_WHAT THE TASK ASKS_. Render each row below as a Markdown table with a Number column and a Line column, one table row per line, with blank lines dropped.

━━ DATA PROVIDED ━━

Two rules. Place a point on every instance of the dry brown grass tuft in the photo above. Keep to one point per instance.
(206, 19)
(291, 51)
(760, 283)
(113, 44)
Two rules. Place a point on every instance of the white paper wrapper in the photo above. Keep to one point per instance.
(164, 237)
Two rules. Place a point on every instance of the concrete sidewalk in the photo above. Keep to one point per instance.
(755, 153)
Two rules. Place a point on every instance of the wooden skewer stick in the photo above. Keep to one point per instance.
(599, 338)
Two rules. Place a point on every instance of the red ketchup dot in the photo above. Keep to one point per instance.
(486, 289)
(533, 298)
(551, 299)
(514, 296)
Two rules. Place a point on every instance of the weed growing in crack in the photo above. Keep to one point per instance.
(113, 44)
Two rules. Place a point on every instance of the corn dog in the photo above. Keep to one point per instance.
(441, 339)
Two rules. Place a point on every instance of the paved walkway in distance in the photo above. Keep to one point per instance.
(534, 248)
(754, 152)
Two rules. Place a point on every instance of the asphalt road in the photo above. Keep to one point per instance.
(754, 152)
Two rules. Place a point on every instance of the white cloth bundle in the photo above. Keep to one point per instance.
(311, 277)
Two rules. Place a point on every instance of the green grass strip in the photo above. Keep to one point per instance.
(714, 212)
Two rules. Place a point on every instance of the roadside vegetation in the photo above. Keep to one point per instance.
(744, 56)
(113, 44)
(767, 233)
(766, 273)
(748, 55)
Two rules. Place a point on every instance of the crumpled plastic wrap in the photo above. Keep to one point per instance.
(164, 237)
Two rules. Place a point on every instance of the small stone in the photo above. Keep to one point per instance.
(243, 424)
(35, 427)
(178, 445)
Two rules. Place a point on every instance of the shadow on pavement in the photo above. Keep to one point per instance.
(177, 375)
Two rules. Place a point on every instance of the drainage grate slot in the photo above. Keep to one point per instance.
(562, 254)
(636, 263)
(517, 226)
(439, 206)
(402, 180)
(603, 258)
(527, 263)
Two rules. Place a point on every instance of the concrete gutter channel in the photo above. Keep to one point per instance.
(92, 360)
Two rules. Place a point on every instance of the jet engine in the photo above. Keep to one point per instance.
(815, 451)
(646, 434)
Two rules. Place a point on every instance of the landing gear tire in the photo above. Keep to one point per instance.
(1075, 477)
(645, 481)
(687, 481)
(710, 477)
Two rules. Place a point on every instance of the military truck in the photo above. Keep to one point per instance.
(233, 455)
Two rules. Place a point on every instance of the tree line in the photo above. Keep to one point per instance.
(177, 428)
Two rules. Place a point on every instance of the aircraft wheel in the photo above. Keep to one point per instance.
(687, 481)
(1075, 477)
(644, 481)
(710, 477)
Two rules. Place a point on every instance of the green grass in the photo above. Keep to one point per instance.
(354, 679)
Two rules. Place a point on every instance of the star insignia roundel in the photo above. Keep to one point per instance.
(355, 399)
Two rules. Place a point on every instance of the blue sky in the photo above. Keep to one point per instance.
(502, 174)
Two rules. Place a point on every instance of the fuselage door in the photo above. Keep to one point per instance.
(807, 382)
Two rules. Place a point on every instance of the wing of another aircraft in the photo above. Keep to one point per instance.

━━━

_OUTPUT OF THE TASK_.
| Number | Line |
|---|---|
| 1 | Two rules. Place a point on every instance of the dry brown grass tuft in the photo above. Keep to one point per instance. |
| 2 | (206, 19) |
| 3 | (291, 51) |
| 4 | (760, 283) |
| 5 | (113, 44) |
| 6 | Two rules. Place a point on every instance of the white paper wrapper in the photo above. Keep to one point per instance. |
| 7 | (164, 237) |
| 8 | Two rules. Place a point on every instance of the concrete sidewalk in the photo above. Keep to one point per instance. |
| 9 | (755, 153) |
| 10 | Two rules. Place a point on every instance of the wooden skewer stick in the photo above. Keep to one point per instance. |
| 11 | (599, 338) |
| 12 | Two rules. Place a point on every instance of the red ketchup dot in the photo above. Keep to one point per instance. |
| 13 | (486, 289) |
| 14 | (533, 298) |
| 15 | (551, 299) |
| 16 | (514, 296) |
| 17 | Two rules. Place a point on every instance of the weed growing in crack in the photo above. Keep to one point per instance. |
| 18 | (113, 44) |
| 19 | Two rules. Place a point on every instance of the corn dog in the photo above. Keep to one point per instance. |
| 20 | (441, 339) |
| 21 | Two rules. Place a point on every instance of the paved walkway in distance in the photo above. Keep to one point per instance. |
| 22 | (534, 248) |
| 23 | (754, 152) |
| 24 | Two rules. Place a point on every instance of the asphalt road in the photo above. Keep to one point per instance. |
| 25 | (754, 152) |
| 26 | Two rules. Place a point on every instance of the white cloth bundle in the photo above. Keep to one point per instance. |
| 27 | (311, 277) |
| 28 | Two rules. Place a point on every instance of the green grass strip in the photo above. Keep to one point per instance. |
| 29 | (714, 212) |
| 30 | Two rules. Place a point on every instance of the roadside vegetation in the photo above. Keep to one point per instance. |
| 31 | (744, 56) |
| 32 | (113, 44) |
| 33 | (767, 233) |
| 34 | (766, 273) |
| 35 | (748, 55) |
| 36 | Two rules. Place a point on every instance of the crumpled plastic wrap in the photo above. Keep to one point per instance. |
| 37 | (164, 237) |
| 38 | Two rules. Place a point on every instance of the small stone in the photo above. Keep to one point per instance. |
| 39 | (243, 424) |
| 40 | (35, 427) |
| 41 | (178, 445) |
| 42 | Two rules. Place a point on every instance of the shadow on pavement in the photo above. Keep to one point per instance. |
| 43 | (177, 375) |
| 44 | Two rules. Place a point on every instance of the drainage grate slot in the photo above. Keep to one point per instance. |
| 45 | (562, 254) |
| 46 | (636, 263) |
| 47 | (517, 226) |
| 48 | (439, 206) |
| 49 | (402, 180) |
| 50 | (603, 258) |
| 51 | (527, 263) |
| 52 | Two rules. Place a point on every instance of the concrete gutter channel in the photo above. Keep to one point per instance. |
| 53 | (92, 360) |
| 54 | Two rules. Place a point on every instance of the jet engine in the photo above. Keep to one point per instance. |
| 55 | (815, 451) |
| 56 | (646, 434) |
| 57 | Two rules. Place a point on every instance of the landing gear tire in the photo above. Keep to one point per instance. |
| 58 | (1075, 477) |
| 59 | (645, 481) |
| 60 | (687, 481) |
| 61 | (710, 477) |
| 62 | Two rules. Place a point on every instance of the military truck in the photo above. Keep to one point per instance. |
| 63 | (233, 455) |
| 64 | Two rules. Place a point on every instance of the tree line in the photo above. Keep to one point per instance. |
| 65 | (177, 428) |
| 66 | Two rules. Place a point on every instance of the aircraft wheel in the photo above. Keep to one point per instance. |
| 67 | (687, 481) |
| 68 | (1075, 477) |
| 69 | (644, 481) |
| 70 | (710, 477) |
| 71 | Two rules. Place a point on every instance of the green grass in the photo above. Keep to one point per instance. |
| 72 | (354, 679) |
| 73 | Two rules. Place a point on every instance of the star insignia roundel in the photo above. Keep to one point per instance. |
| 74 | (355, 399) |
| 75 | Two rules. Place a point on every instance of the blue sky in the photo above. Keep to one point per instance. |
| 76 | (502, 174) |
| 77 | Two rules. Place a point on every instance of the fuselage door in the photo above. Keep to one point per instance. |
| 78 | (807, 382) |
| 79 | Two rules. Place a point on every instance of the wing of another aircraft in the photo above. Keep to one point per instance. |